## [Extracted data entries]
════════════════
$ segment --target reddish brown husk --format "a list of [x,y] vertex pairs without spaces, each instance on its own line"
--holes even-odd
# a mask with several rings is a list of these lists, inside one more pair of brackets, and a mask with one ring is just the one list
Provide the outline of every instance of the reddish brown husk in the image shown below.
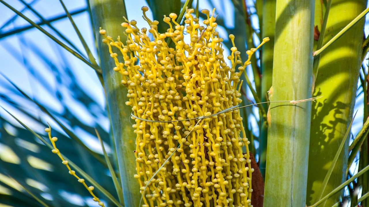
[[260,169],[255,160],[254,155],[250,152],[250,159],[251,160],[251,167],[254,169],[252,173],[251,185],[252,186],[252,195],[251,205],[254,207],[263,207],[264,200],[264,180],[261,175]]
════════════════
## [TASK]
Reproduce the data above line for line, leaving out the pictures.

## [ANSWER FOR THE TASK]
$ segment --target reddish brown husk --format "a list of [x,y] vertex pairs without spaces, each instance on its own line"
--holes even-odd
# a mask with several rings is a list of these lists, inside one more pair of brackets, and a mask with one ring is just the one list
Provide the outline of every instance of the reddish brown husk in the image shown below.
[[260,169],[255,160],[254,155],[250,152],[250,159],[251,160],[251,167],[254,169],[252,173],[251,185],[252,186],[252,195],[251,205],[254,207],[263,207],[264,200],[264,180],[261,175]]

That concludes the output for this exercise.